Stated goal. List each line of the rows below that contains the string "wall". Upper and lower case must match.

BEGIN Material to process

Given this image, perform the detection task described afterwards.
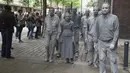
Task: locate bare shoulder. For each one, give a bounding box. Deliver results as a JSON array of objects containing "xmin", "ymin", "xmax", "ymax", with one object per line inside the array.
[{"xmin": 111, "ymin": 14, "xmax": 118, "ymax": 18}]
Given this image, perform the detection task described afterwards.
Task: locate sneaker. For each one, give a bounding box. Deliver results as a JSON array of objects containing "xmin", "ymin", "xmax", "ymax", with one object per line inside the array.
[
  {"xmin": 6, "ymin": 56, "xmax": 15, "ymax": 59},
  {"xmin": 45, "ymin": 59, "xmax": 49, "ymax": 62},
  {"xmin": 49, "ymin": 60, "xmax": 53, "ymax": 63},
  {"xmin": 19, "ymin": 40, "xmax": 23, "ymax": 43}
]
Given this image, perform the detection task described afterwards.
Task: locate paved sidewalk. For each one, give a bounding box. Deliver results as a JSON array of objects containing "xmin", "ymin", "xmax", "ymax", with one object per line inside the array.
[{"xmin": 0, "ymin": 28, "xmax": 127, "ymax": 73}]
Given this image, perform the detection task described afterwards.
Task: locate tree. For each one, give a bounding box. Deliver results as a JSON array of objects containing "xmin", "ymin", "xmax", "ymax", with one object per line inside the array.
[
  {"xmin": 21, "ymin": 0, "xmax": 30, "ymax": 7},
  {"xmin": 87, "ymin": 2, "xmax": 98, "ymax": 7},
  {"xmin": 52, "ymin": 0, "xmax": 62, "ymax": 7},
  {"xmin": 43, "ymin": 0, "xmax": 47, "ymax": 19},
  {"xmin": 3, "ymin": 0, "xmax": 13, "ymax": 5}
]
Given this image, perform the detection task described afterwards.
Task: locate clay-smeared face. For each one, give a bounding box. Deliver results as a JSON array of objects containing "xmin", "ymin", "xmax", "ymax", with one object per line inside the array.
[
  {"xmin": 102, "ymin": 3, "xmax": 110, "ymax": 15},
  {"xmin": 65, "ymin": 13, "xmax": 71, "ymax": 21}
]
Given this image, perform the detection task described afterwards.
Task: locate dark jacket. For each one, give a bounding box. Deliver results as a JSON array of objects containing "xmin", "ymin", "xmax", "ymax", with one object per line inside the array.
[{"xmin": 0, "ymin": 11, "xmax": 17, "ymax": 31}]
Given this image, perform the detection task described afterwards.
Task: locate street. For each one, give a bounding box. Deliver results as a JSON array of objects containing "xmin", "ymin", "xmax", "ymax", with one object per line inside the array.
[{"xmin": 0, "ymin": 28, "xmax": 127, "ymax": 73}]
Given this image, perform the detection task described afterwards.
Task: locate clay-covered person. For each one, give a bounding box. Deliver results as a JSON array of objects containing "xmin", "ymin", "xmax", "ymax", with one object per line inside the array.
[
  {"xmin": 81, "ymin": 9, "xmax": 90, "ymax": 54},
  {"xmin": 71, "ymin": 7, "xmax": 81, "ymax": 57},
  {"xmin": 44, "ymin": 8, "xmax": 59, "ymax": 62},
  {"xmin": 85, "ymin": 7, "xmax": 98, "ymax": 67},
  {"xmin": 62, "ymin": 7, "xmax": 71, "ymax": 19},
  {"xmin": 56, "ymin": 11, "xmax": 62, "ymax": 58},
  {"xmin": 95, "ymin": 3, "xmax": 119, "ymax": 73},
  {"xmin": 60, "ymin": 12, "xmax": 74, "ymax": 63}
]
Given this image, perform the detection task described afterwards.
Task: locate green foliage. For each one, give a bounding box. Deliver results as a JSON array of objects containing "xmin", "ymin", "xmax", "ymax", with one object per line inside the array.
[
  {"xmin": 87, "ymin": 2, "xmax": 98, "ymax": 7},
  {"xmin": 33, "ymin": 0, "xmax": 41, "ymax": 7},
  {"xmin": 61, "ymin": 0, "xmax": 80, "ymax": 8},
  {"xmin": 21, "ymin": 0, "xmax": 30, "ymax": 6}
]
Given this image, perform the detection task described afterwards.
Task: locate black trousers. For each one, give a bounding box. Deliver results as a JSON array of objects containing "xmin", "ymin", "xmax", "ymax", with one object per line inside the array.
[
  {"xmin": 1, "ymin": 30, "xmax": 13, "ymax": 58},
  {"xmin": 35, "ymin": 26, "xmax": 41, "ymax": 38},
  {"xmin": 16, "ymin": 26, "xmax": 23, "ymax": 40}
]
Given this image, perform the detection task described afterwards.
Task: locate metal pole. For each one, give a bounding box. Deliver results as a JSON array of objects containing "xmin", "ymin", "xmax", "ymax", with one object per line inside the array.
[{"xmin": 124, "ymin": 41, "xmax": 129, "ymax": 70}]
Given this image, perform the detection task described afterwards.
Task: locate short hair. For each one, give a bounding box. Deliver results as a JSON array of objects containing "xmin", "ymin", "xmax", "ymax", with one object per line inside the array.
[{"xmin": 4, "ymin": 5, "xmax": 11, "ymax": 11}]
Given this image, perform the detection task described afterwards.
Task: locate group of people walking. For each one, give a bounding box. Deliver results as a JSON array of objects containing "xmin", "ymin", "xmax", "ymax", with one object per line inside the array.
[
  {"xmin": 0, "ymin": 3, "xmax": 119, "ymax": 73},
  {"xmin": 45, "ymin": 3, "xmax": 119, "ymax": 73}
]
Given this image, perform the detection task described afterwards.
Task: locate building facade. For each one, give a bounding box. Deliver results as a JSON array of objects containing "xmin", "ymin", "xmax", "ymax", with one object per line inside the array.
[
  {"xmin": 98, "ymin": 0, "xmax": 130, "ymax": 39},
  {"xmin": 113, "ymin": 0, "xmax": 130, "ymax": 39}
]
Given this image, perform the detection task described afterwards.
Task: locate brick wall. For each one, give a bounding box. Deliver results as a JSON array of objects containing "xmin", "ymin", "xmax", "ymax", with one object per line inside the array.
[{"xmin": 113, "ymin": 0, "xmax": 130, "ymax": 39}]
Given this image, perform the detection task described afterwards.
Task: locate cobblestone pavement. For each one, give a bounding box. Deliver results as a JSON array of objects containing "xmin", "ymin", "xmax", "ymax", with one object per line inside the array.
[{"xmin": 0, "ymin": 27, "xmax": 128, "ymax": 73}]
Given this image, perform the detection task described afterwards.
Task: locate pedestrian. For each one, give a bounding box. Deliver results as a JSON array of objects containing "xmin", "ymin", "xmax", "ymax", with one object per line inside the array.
[
  {"xmin": 60, "ymin": 12, "xmax": 74, "ymax": 63},
  {"xmin": 95, "ymin": 3, "xmax": 119, "ymax": 73},
  {"xmin": 71, "ymin": 7, "xmax": 81, "ymax": 57},
  {"xmin": 81, "ymin": 9, "xmax": 90, "ymax": 54},
  {"xmin": 35, "ymin": 13, "xmax": 41, "ymax": 39},
  {"xmin": 85, "ymin": 7, "xmax": 98, "ymax": 68},
  {"xmin": 0, "ymin": 5, "xmax": 16, "ymax": 59},
  {"xmin": 44, "ymin": 8, "xmax": 59, "ymax": 62},
  {"xmin": 27, "ymin": 14, "xmax": 35, "ymax": 39},
  {"xmin": 16, "ymin": 9, "xmax": 25, "ymax": 43},
  {"xmin": 56, "ymin": 11, "xmax": 62, "ymax": 58}
]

END Material to process

Task solution.
Task: locate brick wall. For each one, give a bounding box. Deliver results as a JSON array of objects containing "xmin", "ymin", "xmax", "ymax", with one object per line inside the array.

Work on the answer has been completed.